• Data shown:
------------------------------------------------------------
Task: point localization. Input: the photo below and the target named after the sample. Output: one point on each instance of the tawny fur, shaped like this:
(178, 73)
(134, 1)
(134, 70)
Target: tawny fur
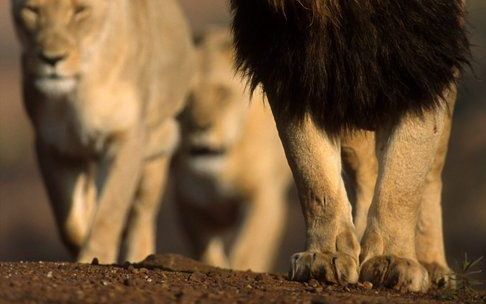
(103, 82)
(231, 174)
(330, 67)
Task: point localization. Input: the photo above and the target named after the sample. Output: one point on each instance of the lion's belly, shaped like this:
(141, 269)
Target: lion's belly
(203, 185)
(84, 129)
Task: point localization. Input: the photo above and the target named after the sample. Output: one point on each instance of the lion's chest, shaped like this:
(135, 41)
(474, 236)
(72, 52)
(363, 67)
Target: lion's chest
(82, 127)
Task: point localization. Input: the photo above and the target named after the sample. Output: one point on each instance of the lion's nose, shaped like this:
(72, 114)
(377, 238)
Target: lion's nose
(51, 59)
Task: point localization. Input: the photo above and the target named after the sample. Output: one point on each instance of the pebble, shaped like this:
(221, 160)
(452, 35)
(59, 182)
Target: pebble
(367, 285)
(127, 282)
------------------------------------------------------------
• What you have to do: Copy out the entries exactly as they stand, omitting the images.

• Exercise solution:
Task: point localization. Input: the photo below and the target named after the sample. Output: one point on each instance of the tawny fur, shaped like this:
(178, 73)
(134, 1)
(134, 70)
Target: tawny fur
(103, 82)
(231, 174)
(330, 67)
Task: point localization. Input: the photo above and the target named after the sample. Output: one point on each instance of the lion's belly, shaped like this:
(141, 269)
Target: lion's belly
(203, 185)
(84, 129)
Task: point localization. Input: the photo above and the target named after the sample. Output: one point on each instance of the lion's chest, shaped like this:
(135, 41)
(474, 236)
(72, 52)
(363, 67)
Target: lion's chest
(82, 127)
Task: point localization. Input: the photo above and the target named after the sample. Output: one point on each instance of the lion's nose, shaped like this:
(72, 114)
(377, 238)
Target: lion's nose
(51, 59)
Task: point localization. Input: the photo above and the target named after the sample. Output: one point on each instance of the pebble, shaped like this:
(221, 160)
(452, 35)
(59, 182)
Target: pebble
(367, 285)
(127, 282)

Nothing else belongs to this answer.